China’s international climate pledge promises to peak carbon dioxide emissions before 2030 and to reduce the country’s carbon intensity—its emissions per unit of GDP—by ‘over 65 per cent’ in 2030 from 2005 levels.
“Our analysis suggests that both of these goals will be significantly overachieved. We project that China will peak carbon dioxide emissions in 2025—or slightly after—at around 11.9GtCO2 excluding LULUCF. And we expect China to achieve a 67 per cent reduction in carbon intensity below 2005 levels by 2030. Other researchers have also projected earlier peaking, at similar levels,” she wrote.
However, if China utilises the added fossil fuel capacity to service growing energy demand, it will delay the carbon dioxide peaking year, raise peak emission levels, further deplete the global carbon budget and put China’s carbon intensity target at risk.
Either way, the additional coal capacity being built in China will add to its growing stranded asset risks, which could end up exceeding $150 billion, according to one recent analysis.
China could alternatively invest in accelerating other elements of the clean energy transition such as green hydrogen, which is only expected to make up less than 1 per cent of the country’s hydrogen production in 2025, according to China’s new strategy.
Meanwhile, China’s renewables installation is booming and the assessment is that it will overachieve its targets in this field.
Coal will remain the dominant fuel source well past this decade, in contrast to a global decline of 75 per cent below 2019 levels in 1.5C pathways.
“As a result, our assessment is that China’s currently planned energy and climate developments imply an emissions trajectory to 2030 that—if applied at the global level—would be consistent with 3C of warming, well above what would be necessary to keep warming below 1.5C,” she added.

▬▬▬

* WHAT YOU NEED TO DO *
a - Transcribe the China climate passage word for word, everything from "China’s international climate" down to "target at risk.".
b - List every percentage figure stated in the China climate passage.
The entries that come next aren't needed.

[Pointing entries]

▬▬▬

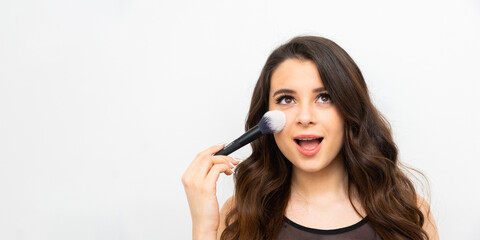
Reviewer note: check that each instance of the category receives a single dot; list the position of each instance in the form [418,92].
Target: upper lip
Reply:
[307,136]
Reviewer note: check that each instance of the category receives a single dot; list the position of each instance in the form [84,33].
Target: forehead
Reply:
[295,74]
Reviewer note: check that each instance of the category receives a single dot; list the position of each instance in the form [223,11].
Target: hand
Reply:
[200,181]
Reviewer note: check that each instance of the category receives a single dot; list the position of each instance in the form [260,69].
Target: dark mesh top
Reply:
[361,231]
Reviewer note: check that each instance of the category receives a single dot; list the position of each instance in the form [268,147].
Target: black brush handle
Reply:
[243,140]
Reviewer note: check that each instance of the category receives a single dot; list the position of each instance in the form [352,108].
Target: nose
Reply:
[306,115]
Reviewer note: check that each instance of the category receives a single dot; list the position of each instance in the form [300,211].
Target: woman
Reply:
[331,173]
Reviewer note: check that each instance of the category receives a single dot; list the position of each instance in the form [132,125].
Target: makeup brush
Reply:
[271,122]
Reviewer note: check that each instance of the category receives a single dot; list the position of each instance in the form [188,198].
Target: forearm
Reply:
[204,235]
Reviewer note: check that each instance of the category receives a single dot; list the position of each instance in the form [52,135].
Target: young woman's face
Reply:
[313,134]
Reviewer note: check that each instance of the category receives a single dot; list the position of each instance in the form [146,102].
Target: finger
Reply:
[209,161]
[212,150]
[200,157]
[214,173]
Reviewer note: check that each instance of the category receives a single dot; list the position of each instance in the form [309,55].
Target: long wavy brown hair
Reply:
[262,181]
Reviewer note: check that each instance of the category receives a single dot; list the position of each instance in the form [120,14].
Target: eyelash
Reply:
[279,99]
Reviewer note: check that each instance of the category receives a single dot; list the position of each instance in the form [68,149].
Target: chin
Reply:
[311,165]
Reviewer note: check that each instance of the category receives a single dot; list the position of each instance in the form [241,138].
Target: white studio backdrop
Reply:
[103,103]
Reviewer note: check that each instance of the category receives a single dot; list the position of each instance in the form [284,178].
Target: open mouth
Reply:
[308,143]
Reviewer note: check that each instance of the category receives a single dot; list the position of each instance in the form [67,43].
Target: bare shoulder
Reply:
[226,208]
[429,225]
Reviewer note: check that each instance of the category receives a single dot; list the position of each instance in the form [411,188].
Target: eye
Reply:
[324,98]
[285,99]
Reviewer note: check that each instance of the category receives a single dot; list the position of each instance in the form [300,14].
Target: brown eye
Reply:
[285,100]
[324,98]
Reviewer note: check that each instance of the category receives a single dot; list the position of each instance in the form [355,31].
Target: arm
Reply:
[223,215]
[429,225]
[200,186]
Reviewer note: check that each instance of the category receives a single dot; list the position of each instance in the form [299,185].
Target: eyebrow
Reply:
[284,90]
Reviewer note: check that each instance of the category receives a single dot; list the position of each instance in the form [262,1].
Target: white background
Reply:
[104,103]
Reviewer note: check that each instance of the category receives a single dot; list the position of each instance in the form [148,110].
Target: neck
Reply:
[331,183]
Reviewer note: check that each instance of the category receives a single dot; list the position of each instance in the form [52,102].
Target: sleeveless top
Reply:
[361,231]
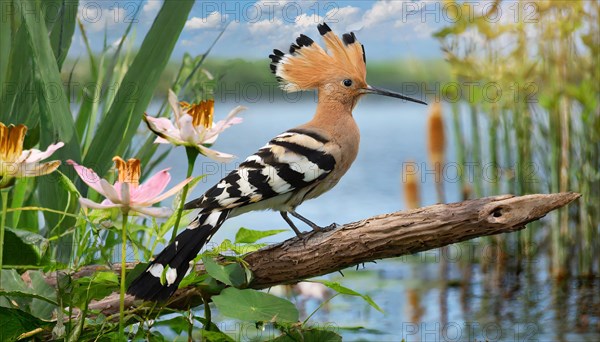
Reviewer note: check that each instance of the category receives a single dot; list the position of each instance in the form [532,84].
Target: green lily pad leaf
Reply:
[21,294]
[309,335]
[232,274]
[346,291]
[245,235]
[14,323]
[22,247]
[255,306]
[216,336]
[97,286]
[42,307]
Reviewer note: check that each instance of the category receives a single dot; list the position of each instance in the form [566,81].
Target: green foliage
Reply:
[542,131]
[14,323]
[245,235]
[232,274]
[255,306]
[96,125]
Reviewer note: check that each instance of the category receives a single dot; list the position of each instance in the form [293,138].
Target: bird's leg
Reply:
[290,223]
[305,220]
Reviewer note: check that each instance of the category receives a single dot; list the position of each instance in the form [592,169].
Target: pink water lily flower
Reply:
[18,163]
[127,194]
[193,126]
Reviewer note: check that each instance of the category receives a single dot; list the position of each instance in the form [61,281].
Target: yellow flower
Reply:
[18,163]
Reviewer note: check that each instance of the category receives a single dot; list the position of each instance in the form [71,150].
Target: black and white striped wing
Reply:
[292,160]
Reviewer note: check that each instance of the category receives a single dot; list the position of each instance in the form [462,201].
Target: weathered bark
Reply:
[379,237]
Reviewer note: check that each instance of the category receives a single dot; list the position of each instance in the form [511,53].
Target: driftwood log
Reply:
[379,237]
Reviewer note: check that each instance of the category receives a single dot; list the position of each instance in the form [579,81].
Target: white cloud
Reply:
[152,6]
[97,18]
[304,22]
[212,21]
[383,12]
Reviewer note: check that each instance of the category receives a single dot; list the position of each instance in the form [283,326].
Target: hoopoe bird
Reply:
[297,165]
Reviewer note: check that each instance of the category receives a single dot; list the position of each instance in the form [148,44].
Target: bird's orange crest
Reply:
[308,66]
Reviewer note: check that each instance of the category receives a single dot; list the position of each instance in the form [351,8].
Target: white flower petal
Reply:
[110,192]
[37,155]
[93,205]
[187,131]
[171,191]
[125,197]
[31,169]
[216,155]
[153,211]
[174,103]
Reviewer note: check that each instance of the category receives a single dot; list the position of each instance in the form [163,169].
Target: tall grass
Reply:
[543,133]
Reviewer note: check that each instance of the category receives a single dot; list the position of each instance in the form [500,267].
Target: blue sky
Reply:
[388,29]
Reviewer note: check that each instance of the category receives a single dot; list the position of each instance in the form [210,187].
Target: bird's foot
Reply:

▬▬▬

* ANSWERS TO THE PROBLEMS *
a -
China’s international climate pledge promises to peak carbon dioxide emissions before 2030 and to reduce the country’s carbon intensity—its emissions per unit of GDP—by ‘over 65 per cent’ in 2030 from 2005 levels.
“Our analysis suggests that both of these goals will be significantly overachieved. We project that China will peak carbon dioxide emissions in 2025—or slightly after—at around 11.9GtCO2 excluding LULUCF. And we expect China to achieve a 67 per cent reduction in carbon intensity below 2005 levels by 2030. Other researchers have also projected earlier peaking, at similar levels,” she wrote.
However, if China utilises the added fossil fuel capacity to service growing energy demand, it will delay the carbon dioxide peaking year, raise peak emission levels, further deplete the global carbon budget and put China’s carbon intensity target at risk.

b -
- over 65 per cent
- 67 per cent
- less than 1 per cent
- 75 per cent